## DO THIS
Give the complaint report from "Both the resident" up to and including "property was cold.", substituting "housing provider" for "landlord".

## DOCUMENT TEXT

------------------------------------

The Guinness Partnership Limited

30 January 2024


Our approach

The Housing Ombudsman’s approach to investigating and determining complaints is to decide what is fair in all the circumstances of the case. This is set out in the Housing Act 1996 and the Housing Ombudsman Scheme (the Scheme). The Ombudsman considers the evidence and looks to see if there has been any ‘maladministration’, for example whether the landlord has failed to keep to the law, followed proper procedure, followed good practice or behaved in a reasonable and competent manner.

Both the resident and the landlord have submitted information to the Ombudsman and this has been carefully considered. Their accounts of what has happened are summarised below. This report is not an exhaustive description of all the events that have occurred in relation to this case, but an outline of the key issues as a background to the investigation’s findings.

The complaint

  1. The complaint is about the landlord’s handling of:
    1. Responsive repairs.
    2. Reports that the property was cold.
    3. Complaints, communication, and record keeping.

Background

  1. The resident had a number of health conditions, some of which are made worse by the cold. In 2019 the boiler in her house was replaced and relocated from a downstairs cupboard to the upstairs of the property.
  2. The resident reported draughts in the property throughout early 2022, which required repairs. These primarily related to the back door and cupboard which had previously housed the boiler. The landlord attended on a number of occasions from 31 January 2022 to 27 June 2022. On 24 August 2022 the resident complained. She was unhappy that the repairs carried out by the landlord had not sufficiently stopped the draughts, and with how cold the property was, even when the heating was in use. The resident wanted the issues sorting before winter. On 2 September 2022, the landlord attended again but was “unable to find the cause of the draughts”.
  3. The resident chased her complaint throughout September 2022. On 3 October 2022, she approached the Ombudsman for help progressing her complaint. She was unhappy with the landlord’s handling of the repairs, with the ‘coldness’ of the property, as well as the landlords complaint handling and communication. The Ombudsman forwarded the complaint to the landlord on 8 November 2022. The outcome sought was for the house to be warmer and the repairs to be attended to “in a timely manner”.
  4. On 24 November 2022 the landlord issued its stage 1 response. It stated that:
    1. It had carried out a number of repairs to the back door throughout 2022, but had been unable to affect a solution; further investigation was required. It apologised for delays in these repairs, offering £200 compensation.
    2. A senior staff member was supposed to visit, but this had not yet happened. It was now arranged to take place on 25 November 2022.
    3. The ‘heating and hot water’ team would make an action plan and that it would attend to carry out a ‘heat loss survey’.
  5. On 25 November 2022 the landlord visited the resident in order to inspect the property, as promised. The resident was dissatisfied with the inspection. On 29 November 2022, the resident escalated her complaint, because:
    1. She was receiving high bills for using the heating, which was having little to no effect on the temperature of the property.
    2. The house remained very cold, exacerbating her health conditions.
    3. The timescales suggested to fix the issue were too long.

------------------------------------

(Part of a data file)
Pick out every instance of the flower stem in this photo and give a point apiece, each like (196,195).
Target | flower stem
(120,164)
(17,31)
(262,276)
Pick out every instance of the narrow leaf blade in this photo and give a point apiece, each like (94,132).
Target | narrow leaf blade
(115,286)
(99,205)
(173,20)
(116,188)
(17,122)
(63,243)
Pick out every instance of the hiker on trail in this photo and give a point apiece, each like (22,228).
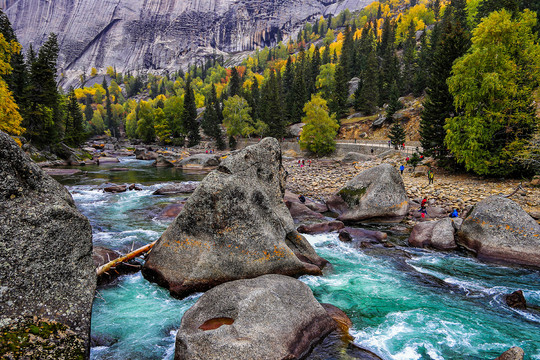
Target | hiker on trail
(423,204)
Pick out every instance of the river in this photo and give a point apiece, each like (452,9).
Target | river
(405,303)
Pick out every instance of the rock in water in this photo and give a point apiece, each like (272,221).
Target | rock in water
(376,194)
(269,317)
(499,229)
(234,226)
(46,265)
(514,353)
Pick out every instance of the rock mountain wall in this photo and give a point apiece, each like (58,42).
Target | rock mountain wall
(158,34)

------------------------------------

## THE RESPONSE
Both the resident and the housing provider have submitted information to the Ombudsman and this has been carefully considered. Their accounts of what has happened are summarised below. This report is not an exhaustive description of all the events that have occurred in relation to this case, but an outline of the key issues as a background to the investigation’s findings.

The complaint

  1. The complaint is about the housing provider’s handling of:
    1. Responsive repairs.
    2. Reports that the property was cold.